==== Entries supplied ====

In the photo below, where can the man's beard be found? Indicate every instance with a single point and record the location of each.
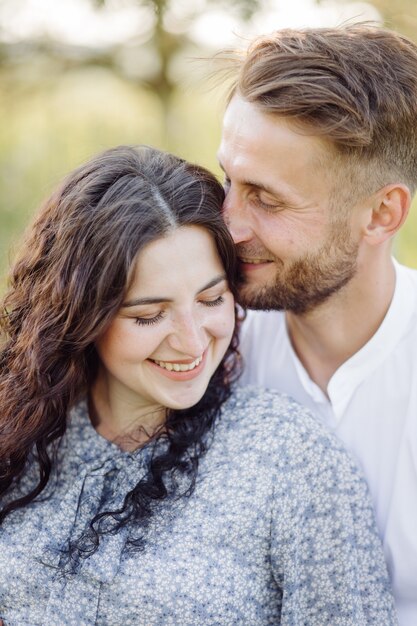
(306, 282)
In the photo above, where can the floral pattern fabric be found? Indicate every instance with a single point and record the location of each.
(278, 530)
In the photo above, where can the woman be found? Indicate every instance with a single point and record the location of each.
(139, 486)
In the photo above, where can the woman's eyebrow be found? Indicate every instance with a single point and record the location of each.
(158, 299)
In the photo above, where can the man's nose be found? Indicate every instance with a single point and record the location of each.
(189, 337)
(236, 217)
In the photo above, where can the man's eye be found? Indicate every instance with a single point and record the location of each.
(265, 205)
(215, 302)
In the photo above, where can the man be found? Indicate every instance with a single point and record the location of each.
(319, 150)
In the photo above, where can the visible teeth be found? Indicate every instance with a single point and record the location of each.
(254, 261)
(179, 367)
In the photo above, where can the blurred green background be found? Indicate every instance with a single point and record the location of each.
(78, 76)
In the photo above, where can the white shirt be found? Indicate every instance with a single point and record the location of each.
(372, 409)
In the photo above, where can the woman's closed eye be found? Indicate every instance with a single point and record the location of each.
(148, 321)
(213, 302)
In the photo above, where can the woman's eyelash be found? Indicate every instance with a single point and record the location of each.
(215, 302)
(148, 321)
(264, 205)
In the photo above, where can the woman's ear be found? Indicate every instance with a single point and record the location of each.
(390, 209)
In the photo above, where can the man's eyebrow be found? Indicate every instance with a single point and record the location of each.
(256, 185)
(158, 299)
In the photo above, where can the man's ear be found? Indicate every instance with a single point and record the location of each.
(390, 206)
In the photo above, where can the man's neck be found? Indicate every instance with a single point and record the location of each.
(328, 336)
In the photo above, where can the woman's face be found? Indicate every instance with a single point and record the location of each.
(173, 328)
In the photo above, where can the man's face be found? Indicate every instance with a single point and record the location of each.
(296, 249)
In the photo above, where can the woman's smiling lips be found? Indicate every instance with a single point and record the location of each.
(180, 369)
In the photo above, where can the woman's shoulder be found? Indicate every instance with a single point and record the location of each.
(278, 427)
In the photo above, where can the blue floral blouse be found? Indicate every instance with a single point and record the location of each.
(278, 530)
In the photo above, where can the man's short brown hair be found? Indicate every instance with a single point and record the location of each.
(356, 86)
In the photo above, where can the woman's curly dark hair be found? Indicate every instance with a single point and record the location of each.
(67, 287)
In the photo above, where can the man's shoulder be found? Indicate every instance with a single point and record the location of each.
(263, 324)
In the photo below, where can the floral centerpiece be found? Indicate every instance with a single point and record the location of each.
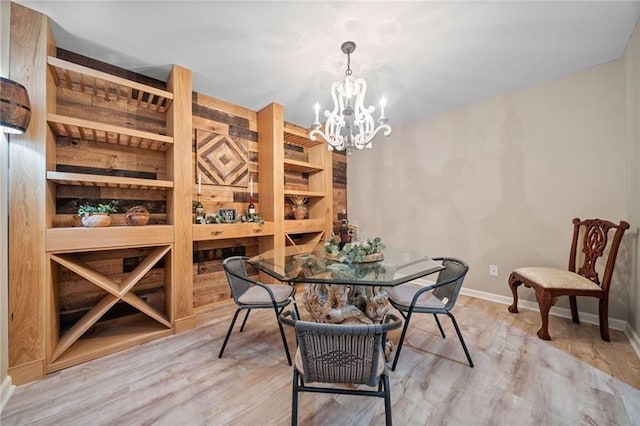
(354, 252)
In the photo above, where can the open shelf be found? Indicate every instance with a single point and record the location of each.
(301, 166)
(85, 179)
(310, 239)
(306, 225)
(297, 135)
(231, 230)
(93, 131)
(96, 83)
(308, 194)
(90, 239)
(108, 337)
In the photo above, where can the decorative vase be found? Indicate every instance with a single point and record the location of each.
(137, 216)
(299, 212)
(96, 220)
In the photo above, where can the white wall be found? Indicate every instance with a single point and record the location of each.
(5, 381)
(499, 181)
(632, 80)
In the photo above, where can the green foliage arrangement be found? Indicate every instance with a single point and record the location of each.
(353, 252)
(88, 209)
(256, 218)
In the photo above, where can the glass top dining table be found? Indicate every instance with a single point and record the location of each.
(310, 264)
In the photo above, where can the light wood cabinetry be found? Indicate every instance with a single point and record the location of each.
(315, 167)
(99, 136)
(100, 96)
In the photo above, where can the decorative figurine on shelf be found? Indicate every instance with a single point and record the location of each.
(252, 208)
(298, 207)
(97, 216)
(199, 209)
(344, 234)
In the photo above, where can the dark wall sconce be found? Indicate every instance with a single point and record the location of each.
(15, 109)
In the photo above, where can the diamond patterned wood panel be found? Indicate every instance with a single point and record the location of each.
(222, 159)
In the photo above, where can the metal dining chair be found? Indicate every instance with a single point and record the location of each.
(250, 294)
(436, 299)
(339, 353)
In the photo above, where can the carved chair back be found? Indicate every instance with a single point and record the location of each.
(595, 236)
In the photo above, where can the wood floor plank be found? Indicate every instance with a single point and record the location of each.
(518, 378)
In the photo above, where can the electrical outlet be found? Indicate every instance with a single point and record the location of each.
(493, 270)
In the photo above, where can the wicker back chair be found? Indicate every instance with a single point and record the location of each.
(336, 353)
(251, 294)
(439, 298)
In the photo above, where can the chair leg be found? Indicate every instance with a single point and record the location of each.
(295, 304)
(513, 285)
(294, 399)
(387, 401)
(226, 339)
(603, 312)
(573, 302)
(245, 320)
(401, 341)
(545, 302)
(464, 345)
(439, 326)
(284, 339)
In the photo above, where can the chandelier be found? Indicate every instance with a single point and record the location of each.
(349, 125)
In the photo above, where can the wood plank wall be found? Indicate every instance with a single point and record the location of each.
(208, 114)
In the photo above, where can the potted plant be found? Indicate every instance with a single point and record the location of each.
(94, 216)
(298, 208)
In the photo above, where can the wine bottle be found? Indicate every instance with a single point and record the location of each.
(199, 212)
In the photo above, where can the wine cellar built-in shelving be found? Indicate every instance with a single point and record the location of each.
(91, 111)
(95, 137)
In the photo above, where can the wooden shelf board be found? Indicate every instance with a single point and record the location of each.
(110, 337)
(85, 179)
(301, 166)
(231, 230)
(98, 83)
(297, 135)
(93, 131)
(62, 240)
(302, 226)
(290, 192)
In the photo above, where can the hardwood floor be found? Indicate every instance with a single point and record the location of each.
(518, 378)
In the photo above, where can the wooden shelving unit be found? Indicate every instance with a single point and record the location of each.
(62, 240)
(231, 230)
(82, 179)
(78, 90)
(78, 128)
(96, 83)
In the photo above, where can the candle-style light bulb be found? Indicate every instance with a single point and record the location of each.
(383, 102)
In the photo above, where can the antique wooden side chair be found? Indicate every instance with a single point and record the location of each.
(340, 354)
(550, 283)
(250, 294)
(436, 299)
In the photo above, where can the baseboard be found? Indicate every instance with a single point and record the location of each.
(615, 324)
(6, 389)
(633, 339)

====

**Your task**: With the images excluded, reproduce the data above precisely as written.

**Written solution**:
In the photo below, where can the man's beard be found? Indicate every instance with a single point and record the location of each.
(306, 282)
In the photo above, where can the floral pattern fabric be found? Indicate every instance with a single point and record the location of each.
(278, 530)
In the photo above, where can the woman be found? Indicate every instance with a single point and record the location of each.
(139, 486)
In the photo above, where can the woman's eyebrow be found? Indicate every instance with a single point and record the location of each.
(158, 299)
In the photo above, where can the man's nose be found? Indicate every instance with a single point and record the location of each.
(189, 337)
(236, 217)
In the photo above, where can the man's eye be found? Indicate every instance with a single point and record the location of each.
(265, 205)
(215, 302)
In the photo above, where can the man be found? Indicate every instance with a single point and record the location of each.
(319, 150)
In the photo above, where can the visible teeth be found? Indicate every instance with a single point and record the location of each.
(254, 261)
(179, 367)
In the photo above, where can the blurred green background be found? Indicate every instance with a single point and record the location of each.
(78, 76)
In the photo above, where can the white shirt be found? Indicate every instance with a single point and record the location of each.
(372, 409)
In the photo above, where can the woman's closed eye be found? Indicate every instance with a single point and record the location of each.
(148, 321)
(213, 302)
In the photo above, where can the woman's eyelash be found? Indicate every instance with a single point and record the location of each.
(215, 302)
(148, 321)
(264, 205)
In the photo above, where can the woman's ear be found? Indicate every instance with a single point and record the location of each.
(390, 209)
In the photo above, where can the man's eyebrow be found? Indicate every instance with a single point and record the location of each.
(256, 185)
(158, 299)
In the photo above, where can the man's ear be found? Indicate every instance with a single point and record the location of each.
(390, 206)
In the photo above, where can the man's neck be found? Indicate every instance with a single point and record the location of each.
(328, 336)
In the photo above, where can the woman's face be found? Indicate every instance with a single point and record the location of each.
(173, 328)
In the photo above, where can the man's face be found? Indicate every instance with a single point and record the location of each.
(296, 249)
In the photo above, where can the woman's smiling lips be found? Indicate every instance with a single point and record the location of each.
(180, 369)
In the photo above, where can the woman's shoulder be found? Indicate every instance with a single point and record the location of each.
(278, 427)
In the photo above, where can the blue floral blouse be found? Indicate every instance with a single point and record the location of each.
(278, 530)
In the photo above, where can the man's short brown hair be found? Indicate every instance with a single point and record the location of each.
(356, 86)
In the photo above, where can the woman's curly dark hair be found? Indicate every instance with a single point and record the location of each.
(67, 287)
In the photo above, where can the man's shoulder be found? Indicate every instance with a single point and record the location of each.
(263, 324)
In the photo below, where can the floral centerpiece be found? Indicate every instance with a single point and record the location of each.
(354, 252)
In the photo above, where can the open shelf be found? Indicate every instance with a single point and record the location of each.
(301, 166)
(85, 179)
(310, 239)
(306, 225)
(297, 135)
(231, 230)
(93, 131)
(96, 83)
(308, 194)
(90, 239)
(108, 337)
In the photo above, where can the decorative vase be found? Indicate every instance with a single point and record the location of each.
(137, 216)
(299, 212)
(96, 220)
In the photo above, where can the white wall be found? Indicate every instance with a single point and record the location of each.
(5, 381)
(499, 181)
(632, 80)
In the photo above, where can the green foliage arrangement be found? Indicate every instance with a single point and record the location of each.
(353, 252)
(88, 209)
(256, 218)
In the photo above, where can the glass top dining table be found? Indicate every instance with a single point and record the location of each.
(310, 264)
In the photo above, where can the light wood cabinetry be found? Indicate every instance with a single point and record the location of each.
(315, 167)
(99, 136)
(100, 96)
In the photo above, where can the decorative figurine on shelf be found? Indicate every instance with a single point and record the location of each.
(252, 208)
(298, 207)
(97, 216)
(199, 209)
(344, 234)
In the photo above, where can the dark wall sconce be found? Indicate every instance with a single point and record the location of each.
(15, 109)
In the photo above, where can the diamond patterned wood panel be found? Indicate every instance with a single point and record the location of each.
(222, 159)
In the photo above, where can the metal dining chair be found? Indicate every instance with a single point and record the location of each.
(250, 294)
(436, 299)
(339, 353)
In the photo above, where can the carved chair back be found? Indicate every instance with a single point and record the location of each.
(595, 236)
In the photo above, where can the wood floor plank be found? Indicate every instance with a single point and record the location of each.
(518, 378)
In the photo above, where can the electrical outlet be found? Indicate every instance with a single point and record the location of each.
(493, 270)
In the photo above, where can the wicker back chair be found? Indicate every instance with a single point and record the location of each.
(336, 353)
(251, 294)
(439, 298)
In the photo above, where can the chair leg be found? Indicate every instance with a single point and record the location of each.
(295, 304)
(513, 285)
(294, 399)
(387, 401)
(226, 339)
(603, 312)
(573, 302)
(245, 320)
(401, 341)
(545, 302)
(464, 345)
(439, 326)
(284, 339)
In the photo above, where can the chandelier be found? Indicate every instance with a single point and record the location of each.
(349, 125)
In the photo above, where can the wood plank wall be found? Indicate every instance with a single point and record the location of each.
(208, 114)
In the photo above, where can the potted plant be found? Indicate every instance with a single point and record the location of each.
(94, 216)
(298, 208)
In the photo above, where can the wine bottle be found? Indicate every instance with a single point and record the location of each.
(199, 212)
In the photo above, where can the wine cellar built-in shelving be found? Indicate every instance with a single point and record the location of each.
(91, 111)
(95, 137)
In the photo above, where can the wooden shelf board be found? Indicate every instance with a single point and record the location of each.
(110, 337)
(85, 179)
(301, 166)
(231, 230)
(98, 83)
(297, 135)
(93, 131)
(62, 240)
(302, 226)
(290, 192)
In the photo above, where can the hardwood floor be found? Indicate every instance with a single point and record the location of each.
(518, 378)
In the photo above, where can the wooden shelving unit be found? Indicate every instance with a single point and record the location of each.
(62, 240)
(231, 230)
(82, 179)
(78, 90)
(78, 128)
(96, 83)
In the photo above, where can the candle-style light bulb be found? Indicate every instance with a single point and record the location of each.
(383, 102)
In the photo above, where can the antique wooden side chair be found? Indicate every instance with a single point and record the location of each.
(340, 354)
(550, 283)
(250, 294)
(436, 299)
In the photo above, where can the baseboard be found? Indicate every instance with a single point and record the location of each.
(615, 324)
(6, 389)
(633, 339)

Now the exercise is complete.